Exercise objective
Your task is to reproduce the entries below word for word.

Entries taken from a collection:
----
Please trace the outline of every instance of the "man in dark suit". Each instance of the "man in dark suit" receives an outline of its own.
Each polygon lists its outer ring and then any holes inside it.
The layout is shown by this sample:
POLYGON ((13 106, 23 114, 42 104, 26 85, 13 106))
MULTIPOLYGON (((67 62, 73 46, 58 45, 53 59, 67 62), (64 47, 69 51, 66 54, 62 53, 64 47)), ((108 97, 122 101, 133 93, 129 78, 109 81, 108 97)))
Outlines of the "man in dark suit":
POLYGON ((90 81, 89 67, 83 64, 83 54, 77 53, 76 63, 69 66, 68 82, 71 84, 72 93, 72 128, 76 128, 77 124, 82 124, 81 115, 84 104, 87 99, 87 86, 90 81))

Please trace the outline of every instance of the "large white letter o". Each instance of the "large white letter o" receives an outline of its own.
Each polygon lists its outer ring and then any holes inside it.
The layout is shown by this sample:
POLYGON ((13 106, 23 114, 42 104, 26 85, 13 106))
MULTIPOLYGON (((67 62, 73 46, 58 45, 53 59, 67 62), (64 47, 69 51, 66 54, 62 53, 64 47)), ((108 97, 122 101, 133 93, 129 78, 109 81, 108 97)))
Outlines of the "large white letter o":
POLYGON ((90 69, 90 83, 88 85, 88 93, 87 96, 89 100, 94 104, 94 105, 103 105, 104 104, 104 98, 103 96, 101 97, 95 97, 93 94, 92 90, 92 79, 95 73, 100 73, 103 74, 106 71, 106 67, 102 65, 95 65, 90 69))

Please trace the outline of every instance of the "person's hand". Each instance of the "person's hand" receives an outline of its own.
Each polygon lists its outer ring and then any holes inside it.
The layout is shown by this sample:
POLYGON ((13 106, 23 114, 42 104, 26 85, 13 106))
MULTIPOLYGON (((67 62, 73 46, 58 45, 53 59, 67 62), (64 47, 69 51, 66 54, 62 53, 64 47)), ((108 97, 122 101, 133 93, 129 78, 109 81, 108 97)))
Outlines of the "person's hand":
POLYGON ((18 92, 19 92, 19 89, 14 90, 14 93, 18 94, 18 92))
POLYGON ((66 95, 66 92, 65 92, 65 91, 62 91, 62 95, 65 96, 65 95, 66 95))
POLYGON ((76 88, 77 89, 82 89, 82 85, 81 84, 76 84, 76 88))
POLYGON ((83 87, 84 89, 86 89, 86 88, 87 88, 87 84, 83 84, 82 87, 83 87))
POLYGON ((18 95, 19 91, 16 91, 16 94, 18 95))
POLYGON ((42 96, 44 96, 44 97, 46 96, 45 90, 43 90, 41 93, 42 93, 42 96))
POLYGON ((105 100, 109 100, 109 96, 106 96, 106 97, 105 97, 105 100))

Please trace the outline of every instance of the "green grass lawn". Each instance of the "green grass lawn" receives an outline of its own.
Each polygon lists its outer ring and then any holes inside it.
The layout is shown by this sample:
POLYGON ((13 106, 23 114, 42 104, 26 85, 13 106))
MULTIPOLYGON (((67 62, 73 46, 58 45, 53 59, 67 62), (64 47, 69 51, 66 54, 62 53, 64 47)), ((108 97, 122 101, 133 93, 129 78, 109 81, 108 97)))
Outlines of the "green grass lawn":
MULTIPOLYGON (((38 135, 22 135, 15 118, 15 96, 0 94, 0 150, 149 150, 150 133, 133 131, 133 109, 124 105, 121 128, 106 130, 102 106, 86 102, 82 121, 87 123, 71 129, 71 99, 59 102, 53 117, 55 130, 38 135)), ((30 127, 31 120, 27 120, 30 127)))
----
Task response
Please trace the outline of every instance of the "man in dark suit". Each instance of the "man in dark suit" receives an outline of its own.
Each polygon lists its outer ring and then any holes inside it.
The layout is shown by this sample:
POLYGON ((13 106, 23 114, 42 104, 26 85, 13 106))
MULTIPOLYGON (((67 62, 73 46, 58 45, 53 59, 67 62), (64 47, 69 51, 66 54, 62 53, 64 47)), ((108 97, 122 101, 133 93, 129 78, 109 81, 108 97)))
Outlines of the "man in dark suit":
POLYGON ((90 81, 89 67, 83 64, 83 54, 77 53, 76 63, 69 66, 68 82, 71 84, 72 93, 72 128, 76 128, 77 124, 82 124, 81 115, 84 104, 87 99, 87 86, 90 81))

Please trace the outline of every instance of the "large white letter o". Each instance of the "large white letter o" receives an outline of its own.
Each polygon lists its outer ring and then any holes inside it.
The layout is shown by this sample:
POLYGON ((13 106, 23 114, 42 104, 26 85, 13 106))
MULTIPOLYGON (((67 62, 73 46, 58 45, 53 59, 67 62), (64 47, 69 51, 66 54, 62 53, 64 47)), ((108 97, 122 101, 133 93, 129 78, 109 81, 108 97)))
Outlines of the "large white letter o":
POLYGON ((90 69, 90 83, 88 85, 88 93, 87 96, 89 100, 94 104, 94 105, 103 105, 104 104, 104 98, 103 96, 101 97, 95 97, 93 94, 92 90, 92 79, 95 73, 100 73, 103 74, 106 71, 106 67, 102 65, 95 65, 90 69))

Please trace the outline of every instance of the "person's hand". Each instance of the "person's hand" receives an outline of its own.
Each polygon lists its outer ring and then any holes inside it.
The layout is shown by this sample:
POLYGON ((13 106, 23 114, 42 104, 26 85, 13 106))
MULTIPOLYGON (((67 62, 73 46, 58 45, 53 59, 67 62), (64 47, 69 51, 66 54, 62 53, 64 47)), ((108 97, 122 101, 133 93, 129 78, 109 81, 108 97)))
Outlines of the "person's hand":
POLYGON ((18 92, 19 92, 19 89, 14 90, 14 93, 18 94, 18 92))
POLYGON ((66 95, 66 92, 65 92, 65 91, 62 91, 62 95, 65 96, 65 95, 66 95))
POLYGON ((76 88, 77 89, 82 89, 82 85, 81 84, 76 84, 76 88))
POLYGON ((83 87, 84 89, 86 89, 86 88, 87 88, 87 84, 83 84, 82 87, 83 87))
POLYGON ((18 95, 19 91, 16 91, 16 94, 18 95))
POLYGON ((42 96, 44 96, 44 97, 46 96, 45 90, 43 90, 41 93, 42 93, 42 96))
POLYGON ((105 100, 109 100, 109 96, 106 96, 106 97, 105 97, 105 100))

Please trace the outline of every instance of the "green grass lawn". Each instance of the "green grass lawn" receives an outline of its own.
Each polygon lists its outer ring and then any holes inside it.
The layout is shown by this sample:
POLYGON ((13 106, 23 114, 42 104, 26 85, 13 106))
MULTIPOLYGON (((67 62, 73 46, 58 45, 53 59, 67 62), (64 47, 69 51, 66 54, 62 53, 64 47)), ((108 97, 122 101, 133 93, 129 78, 109 81, 108 97)))
Outlines of the "green grass lawn":
MULTIPOLYGON (((38 135, 22 135, 15 118, 15 96, 0 94, 0 150, 149 150, 150 133, 133 131, 133 109, 124 105, 121 128, 106 130, 102 106, 86 102, 82 121, 87 123, 71 129, 71 99, 59 102, 53 117, 55 130, 38 135)), ((30 127, 31 120, 27 120, 30 127)))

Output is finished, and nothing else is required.